# START OF Raw records

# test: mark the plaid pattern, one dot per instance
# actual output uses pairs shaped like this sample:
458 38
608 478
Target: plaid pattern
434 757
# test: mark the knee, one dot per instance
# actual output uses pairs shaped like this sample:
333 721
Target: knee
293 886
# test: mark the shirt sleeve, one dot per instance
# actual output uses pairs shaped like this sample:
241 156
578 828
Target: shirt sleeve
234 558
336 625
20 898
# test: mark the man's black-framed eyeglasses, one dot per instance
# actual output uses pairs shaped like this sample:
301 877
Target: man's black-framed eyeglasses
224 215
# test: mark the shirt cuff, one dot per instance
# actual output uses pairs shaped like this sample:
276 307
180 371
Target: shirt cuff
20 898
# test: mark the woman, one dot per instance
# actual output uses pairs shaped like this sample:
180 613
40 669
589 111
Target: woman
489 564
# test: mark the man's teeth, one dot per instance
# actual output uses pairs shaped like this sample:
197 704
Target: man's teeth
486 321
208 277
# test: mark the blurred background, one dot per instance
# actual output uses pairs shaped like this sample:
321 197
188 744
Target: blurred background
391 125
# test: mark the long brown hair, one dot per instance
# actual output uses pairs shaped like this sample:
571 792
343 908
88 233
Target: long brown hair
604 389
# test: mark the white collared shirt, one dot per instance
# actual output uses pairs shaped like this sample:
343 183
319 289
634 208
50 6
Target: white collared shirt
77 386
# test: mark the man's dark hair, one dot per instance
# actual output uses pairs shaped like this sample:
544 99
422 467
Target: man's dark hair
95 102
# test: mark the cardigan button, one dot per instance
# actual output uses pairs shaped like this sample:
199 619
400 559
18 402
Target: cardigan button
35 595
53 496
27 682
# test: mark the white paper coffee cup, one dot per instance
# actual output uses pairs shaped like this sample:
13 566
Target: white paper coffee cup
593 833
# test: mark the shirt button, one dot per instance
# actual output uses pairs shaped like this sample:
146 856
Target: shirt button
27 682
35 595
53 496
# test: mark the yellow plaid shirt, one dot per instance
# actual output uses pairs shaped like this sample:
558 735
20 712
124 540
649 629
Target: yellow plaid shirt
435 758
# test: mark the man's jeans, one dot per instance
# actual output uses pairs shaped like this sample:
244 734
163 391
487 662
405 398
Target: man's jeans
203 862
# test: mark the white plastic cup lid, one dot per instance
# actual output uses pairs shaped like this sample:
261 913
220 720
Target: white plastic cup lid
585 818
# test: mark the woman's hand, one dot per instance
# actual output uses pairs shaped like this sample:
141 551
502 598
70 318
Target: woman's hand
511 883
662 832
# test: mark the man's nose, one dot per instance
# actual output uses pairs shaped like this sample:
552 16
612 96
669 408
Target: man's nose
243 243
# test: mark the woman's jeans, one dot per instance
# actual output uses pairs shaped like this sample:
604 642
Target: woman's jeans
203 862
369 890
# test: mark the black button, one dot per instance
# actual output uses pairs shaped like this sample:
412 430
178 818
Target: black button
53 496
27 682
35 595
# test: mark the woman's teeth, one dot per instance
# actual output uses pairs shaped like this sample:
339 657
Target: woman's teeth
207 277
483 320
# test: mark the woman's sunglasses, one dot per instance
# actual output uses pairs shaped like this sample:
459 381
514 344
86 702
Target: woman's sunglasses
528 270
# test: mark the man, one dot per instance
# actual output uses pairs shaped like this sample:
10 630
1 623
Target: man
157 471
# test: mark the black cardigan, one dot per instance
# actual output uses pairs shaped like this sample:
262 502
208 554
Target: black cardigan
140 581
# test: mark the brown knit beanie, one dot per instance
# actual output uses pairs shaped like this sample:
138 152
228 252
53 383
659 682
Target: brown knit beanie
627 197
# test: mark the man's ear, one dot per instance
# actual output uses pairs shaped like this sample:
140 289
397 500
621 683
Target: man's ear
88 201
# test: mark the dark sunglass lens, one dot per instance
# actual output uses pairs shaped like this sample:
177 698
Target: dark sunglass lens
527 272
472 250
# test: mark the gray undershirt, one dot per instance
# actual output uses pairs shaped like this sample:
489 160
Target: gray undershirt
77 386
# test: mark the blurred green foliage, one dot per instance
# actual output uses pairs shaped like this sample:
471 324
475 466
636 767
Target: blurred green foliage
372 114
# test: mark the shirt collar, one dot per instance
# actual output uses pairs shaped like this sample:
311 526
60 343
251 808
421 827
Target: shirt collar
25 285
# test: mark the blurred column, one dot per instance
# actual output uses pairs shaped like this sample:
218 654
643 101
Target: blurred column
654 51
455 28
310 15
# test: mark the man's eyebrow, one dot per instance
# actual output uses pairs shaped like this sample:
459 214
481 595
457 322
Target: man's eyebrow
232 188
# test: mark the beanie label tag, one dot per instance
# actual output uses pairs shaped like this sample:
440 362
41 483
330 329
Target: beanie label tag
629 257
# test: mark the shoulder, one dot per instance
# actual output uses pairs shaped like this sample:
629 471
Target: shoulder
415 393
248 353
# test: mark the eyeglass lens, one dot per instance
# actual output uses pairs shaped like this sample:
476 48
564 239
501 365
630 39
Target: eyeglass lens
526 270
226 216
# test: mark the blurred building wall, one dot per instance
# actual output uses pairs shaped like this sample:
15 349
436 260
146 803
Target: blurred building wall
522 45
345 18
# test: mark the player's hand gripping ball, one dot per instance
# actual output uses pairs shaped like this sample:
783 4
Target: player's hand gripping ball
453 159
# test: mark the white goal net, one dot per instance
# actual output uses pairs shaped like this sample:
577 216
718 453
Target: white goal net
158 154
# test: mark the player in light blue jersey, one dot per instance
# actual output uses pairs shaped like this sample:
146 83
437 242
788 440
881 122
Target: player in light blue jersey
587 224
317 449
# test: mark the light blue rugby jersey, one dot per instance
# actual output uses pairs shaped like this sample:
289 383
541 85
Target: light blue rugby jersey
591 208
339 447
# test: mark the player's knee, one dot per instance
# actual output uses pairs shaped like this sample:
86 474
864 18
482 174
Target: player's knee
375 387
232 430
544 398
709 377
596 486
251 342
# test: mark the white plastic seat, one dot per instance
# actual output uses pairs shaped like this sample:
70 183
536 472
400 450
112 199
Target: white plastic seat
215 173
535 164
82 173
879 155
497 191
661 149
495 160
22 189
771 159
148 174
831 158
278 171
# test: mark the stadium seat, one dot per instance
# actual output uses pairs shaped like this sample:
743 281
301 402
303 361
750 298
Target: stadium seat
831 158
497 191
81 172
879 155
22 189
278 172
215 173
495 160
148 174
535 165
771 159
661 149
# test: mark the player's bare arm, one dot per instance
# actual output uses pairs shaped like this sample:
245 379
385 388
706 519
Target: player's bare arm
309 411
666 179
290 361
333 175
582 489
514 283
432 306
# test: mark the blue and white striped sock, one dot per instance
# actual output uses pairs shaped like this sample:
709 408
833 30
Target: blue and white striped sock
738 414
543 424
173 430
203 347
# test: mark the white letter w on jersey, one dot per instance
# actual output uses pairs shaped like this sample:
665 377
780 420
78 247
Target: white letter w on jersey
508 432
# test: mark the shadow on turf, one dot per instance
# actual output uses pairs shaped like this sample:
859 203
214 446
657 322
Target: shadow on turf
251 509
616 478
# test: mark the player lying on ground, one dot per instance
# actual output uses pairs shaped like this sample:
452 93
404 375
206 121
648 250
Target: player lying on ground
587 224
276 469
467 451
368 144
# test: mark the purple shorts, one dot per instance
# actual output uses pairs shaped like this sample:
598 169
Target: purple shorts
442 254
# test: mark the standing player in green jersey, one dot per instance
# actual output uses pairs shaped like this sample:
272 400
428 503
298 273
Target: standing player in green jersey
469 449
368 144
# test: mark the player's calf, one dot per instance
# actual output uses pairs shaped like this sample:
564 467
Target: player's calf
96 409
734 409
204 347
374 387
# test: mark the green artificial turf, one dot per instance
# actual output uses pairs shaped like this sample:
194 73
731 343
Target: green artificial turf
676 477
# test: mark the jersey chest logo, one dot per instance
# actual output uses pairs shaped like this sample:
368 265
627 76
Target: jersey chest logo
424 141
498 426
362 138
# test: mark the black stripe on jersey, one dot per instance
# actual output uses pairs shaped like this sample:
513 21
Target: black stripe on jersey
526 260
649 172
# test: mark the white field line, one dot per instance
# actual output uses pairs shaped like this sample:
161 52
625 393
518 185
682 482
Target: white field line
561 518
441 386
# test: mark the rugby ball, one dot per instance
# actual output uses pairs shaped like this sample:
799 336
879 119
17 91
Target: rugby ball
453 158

# END OF Raw records

▶ Set problem: Starting at the line that contains "# test: mark the purple", output each remaining line of the listing, the last line included, exactly as it appears.

▶ Result:
# test: mark the purple shorts, one dot per instance
# actual output uses pairs shaped like this sample:
598 169
Target: purple shorts
442 254
# test: mark the standing player in green jersey, one dot per instance
# actual output uses pairs shaped like this sample:
272 400
428 503
298 273
Target: standing player in green jersey
469 449
368 144
# test: mark the player's calf, one dot per instance
# actual output uses pairs shaped like this sample:
564 467
Target: player's calf
96 409
734 409
204 347
374 387
# test: mark the green artificial turf, one dot per instance
# actual output uses pairs shaped like this sample:
194 73
731 343
Target: green artificial turf
676 477
# test: mark the jersey chest logo, one dot per instance
# actual output uses pairs shaped like this sample:
368 265
627 76
Target: jersey chest logo
424 141
498 426
362 138
# test: mark the black stripe on jersey, one dot per instance
# actual output uses pairs shaped like this sample:
513 21
Target: black stripe on jersey
526 260
649 172
# test: mark the white field line, one dot per instance
# actual output uses pairs shaped like this sample:
161 52
625 393
518 185
682 482
Target: white field line
561 518
441 386
# test: mark the rugby ball, one dot per instance
# actual output uses pairs shaped like this sample:
799 336
879 119
17 91
Target: rugby ball
453 158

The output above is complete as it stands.